* Begin Provided data *

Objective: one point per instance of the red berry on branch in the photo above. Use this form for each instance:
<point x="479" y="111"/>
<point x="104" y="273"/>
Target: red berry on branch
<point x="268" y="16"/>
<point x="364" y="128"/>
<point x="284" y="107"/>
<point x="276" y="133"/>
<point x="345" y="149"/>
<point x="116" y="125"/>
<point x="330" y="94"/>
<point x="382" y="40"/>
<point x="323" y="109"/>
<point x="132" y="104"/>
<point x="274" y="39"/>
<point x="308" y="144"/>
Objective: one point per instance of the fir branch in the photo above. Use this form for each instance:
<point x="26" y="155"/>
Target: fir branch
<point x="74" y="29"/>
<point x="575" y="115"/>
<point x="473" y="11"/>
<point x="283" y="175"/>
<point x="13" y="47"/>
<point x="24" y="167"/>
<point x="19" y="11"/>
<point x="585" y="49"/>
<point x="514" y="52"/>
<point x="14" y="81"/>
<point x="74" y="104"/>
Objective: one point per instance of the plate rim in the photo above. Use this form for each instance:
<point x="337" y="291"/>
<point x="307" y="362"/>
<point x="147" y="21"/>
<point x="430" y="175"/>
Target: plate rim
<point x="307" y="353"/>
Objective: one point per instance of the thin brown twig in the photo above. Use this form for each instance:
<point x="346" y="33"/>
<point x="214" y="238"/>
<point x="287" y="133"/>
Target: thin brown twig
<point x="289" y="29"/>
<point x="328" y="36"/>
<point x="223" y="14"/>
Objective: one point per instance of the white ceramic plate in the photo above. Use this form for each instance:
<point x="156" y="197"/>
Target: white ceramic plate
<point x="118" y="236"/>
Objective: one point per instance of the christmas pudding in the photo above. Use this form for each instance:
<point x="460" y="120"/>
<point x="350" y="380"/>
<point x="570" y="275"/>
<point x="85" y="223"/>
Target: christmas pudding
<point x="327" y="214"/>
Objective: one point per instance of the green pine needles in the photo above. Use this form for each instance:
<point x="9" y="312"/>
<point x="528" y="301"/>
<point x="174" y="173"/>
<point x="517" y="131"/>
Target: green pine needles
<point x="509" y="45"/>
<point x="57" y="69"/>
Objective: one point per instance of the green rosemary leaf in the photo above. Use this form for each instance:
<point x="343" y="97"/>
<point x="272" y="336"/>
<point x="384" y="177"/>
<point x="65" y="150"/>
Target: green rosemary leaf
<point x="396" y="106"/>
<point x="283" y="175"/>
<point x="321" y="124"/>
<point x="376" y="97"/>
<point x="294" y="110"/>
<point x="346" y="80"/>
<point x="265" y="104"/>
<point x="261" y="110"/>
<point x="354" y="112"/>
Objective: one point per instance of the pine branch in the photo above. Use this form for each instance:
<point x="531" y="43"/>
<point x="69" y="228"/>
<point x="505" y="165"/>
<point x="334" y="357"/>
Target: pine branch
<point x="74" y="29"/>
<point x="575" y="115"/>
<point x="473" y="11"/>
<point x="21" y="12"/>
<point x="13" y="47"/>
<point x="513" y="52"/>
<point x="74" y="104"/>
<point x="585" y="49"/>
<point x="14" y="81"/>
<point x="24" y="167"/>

* End Provided data *

Task brief:
Starting at the line that contains "Objective: one point per instance of the green rosemary" and running through the end of the records, lay out those lines as a numbered list with blank lines omitted.

Result of the task:
1. Objective: one point per instance of the green rosemary leaf in the photo above. Use this form for each instance:
2. <point x="343" y="97"/>
3. <point x="272" y="336"/>
4. <point x="384" y="177"/>
5. <point x="65" y="150"/>
6. Target: green rosemary leaf
7. <point x="396" y="106"/>
8. <point x="283" y="175"/>
9. <point x="321" y="124"/>
10. <point x="376" y="97"/>
11. <point x="294" y="110"/>
12. <point x="346" y="80"/>
13. <point x="265" y="104"/>
14. <point x="261" y="110"/>
15. <point x="354" y="112"/>
16. Objective: one point per instance of the pine branch in the photo above. Use this form for each instance:
17. <point x="531" y="43"/>
18. <point x="69" y="228"/>
19. <point x="505" y="165"/>
20. <point x="334" y="357"/>
21. Target: pine branch
22. <point x="74" y="29"/>
23. <point x="575" y="115"/>
24. <point x="473" y="11"/>
25. <point x="21" y="12"/>
26. <point x="13" y="47"/>
27. <point x="513" y="52"/>
28. <point x="74" y="104"/>
29. <point x="585" y="49"/>
30. <point x="14" y="81"/>
31. <point x="24" y="167"/>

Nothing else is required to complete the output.